#### Aim:
Express the lines between the one containing "Where is each instance of the cloud" and the one containing "point(264, 54)", inclusive, as a JSON list of strings with one string per line and blank lines omitted.

Position annotation records:
start

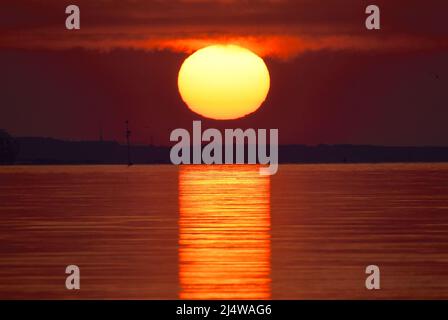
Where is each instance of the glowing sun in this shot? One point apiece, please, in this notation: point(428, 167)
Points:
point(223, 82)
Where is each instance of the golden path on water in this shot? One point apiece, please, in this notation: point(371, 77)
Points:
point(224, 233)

end
start

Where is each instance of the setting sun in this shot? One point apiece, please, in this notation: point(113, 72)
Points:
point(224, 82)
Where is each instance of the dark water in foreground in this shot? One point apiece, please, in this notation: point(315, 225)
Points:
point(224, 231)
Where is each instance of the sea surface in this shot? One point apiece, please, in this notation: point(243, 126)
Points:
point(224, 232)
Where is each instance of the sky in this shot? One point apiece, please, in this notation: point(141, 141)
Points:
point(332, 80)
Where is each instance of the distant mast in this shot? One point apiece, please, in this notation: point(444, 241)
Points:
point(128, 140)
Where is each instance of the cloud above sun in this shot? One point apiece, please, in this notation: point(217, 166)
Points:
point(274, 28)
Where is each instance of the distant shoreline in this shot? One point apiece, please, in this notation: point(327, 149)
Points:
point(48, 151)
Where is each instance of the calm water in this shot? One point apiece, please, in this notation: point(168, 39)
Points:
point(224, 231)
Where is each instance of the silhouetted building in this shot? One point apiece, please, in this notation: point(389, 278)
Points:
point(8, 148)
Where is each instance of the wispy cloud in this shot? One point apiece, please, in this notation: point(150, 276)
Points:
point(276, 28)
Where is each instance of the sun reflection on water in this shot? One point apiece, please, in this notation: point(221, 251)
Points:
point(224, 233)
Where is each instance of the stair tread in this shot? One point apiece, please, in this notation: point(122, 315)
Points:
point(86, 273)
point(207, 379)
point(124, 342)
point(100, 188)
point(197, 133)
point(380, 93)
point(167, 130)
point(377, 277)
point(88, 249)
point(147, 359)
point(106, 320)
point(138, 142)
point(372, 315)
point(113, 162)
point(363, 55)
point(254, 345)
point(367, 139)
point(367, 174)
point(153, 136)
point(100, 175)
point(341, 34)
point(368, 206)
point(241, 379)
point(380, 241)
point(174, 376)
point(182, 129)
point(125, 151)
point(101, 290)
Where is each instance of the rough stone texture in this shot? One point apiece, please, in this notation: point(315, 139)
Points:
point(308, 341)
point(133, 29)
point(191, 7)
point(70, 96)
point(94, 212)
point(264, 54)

end

#### Finished exercise:
[
  "Where is each instance of the cloud above sun in this shot? One point apiece, please, in this notation: point(217, 166)",
  "Points:",
  "point(274, 28)",
  "Where is each instance of the distant shoreline in this shot? One point apiece, please, in this notation: point(327, 149)",
  "Points:",
  "point(48, 151)",
  "Where is each instance of the calm water in this shot? One point apiece, please, in this notation: point(168, 39)",
  "Points:",
  "point(224, 231)",
  "Where is each instance of the silhouetted building in this shot? One point apiece, please, in this notation: point(389, 278)",
  "Points:",
  "point(8, 148)",
  "Where is each instance of the wispy cloud in this shot? One point apiece, please, in this notation: point(150, 276)",
  "Points:",
  "point(276, 28)",
  "Where is each instance of the sun reflection on water in this shot? One point apiece, please, in this notation: point(221, 251)",
  "Points:",
  "point(224, 233)",
  "Where is each instance of the stair tread in this shot? One point apiece, please, in this notation: point(122, 315)",
  "Points:",
  "point(86, 273)",
  "point(207, 379)",
  "point(124, 342)",
  "point(100, 188)",
  "point(197, 133)",
  "point(380, 93)",
  "point(167, 130)",
  "point(377, 277)",
  "point(88, 249)",
  "point(147, 359)",
  "point(106, 320)",
  "point(138, 142)",
  "point(372, 315)",
  "point(113, 162)",
  "point(363, 55)",
  "point(254, 345)",
  "point(367, 139)",
  "point(367, 174)",
  "point(153, 136)",
  "point(100, 175)",
  "point(341, 34)",
  "point(368, 206)",
  "point(241, 379)",
  "point(380, 241)",
  "point(174, 376)",
  "point(182, 129)",
  "point(125, 151)",
  "point(101, 290)",
  "Where is each instance of the rough stone texture in this shot? One point apiece, please, in this notation: point(315, 139)",
  "Points:",
  "point(308, 341)",
  "point(133, 29)",
  "point(191, 7)",
  "point(70, 96)",
  "point(94, 212)",
  "point(264, 54)"
]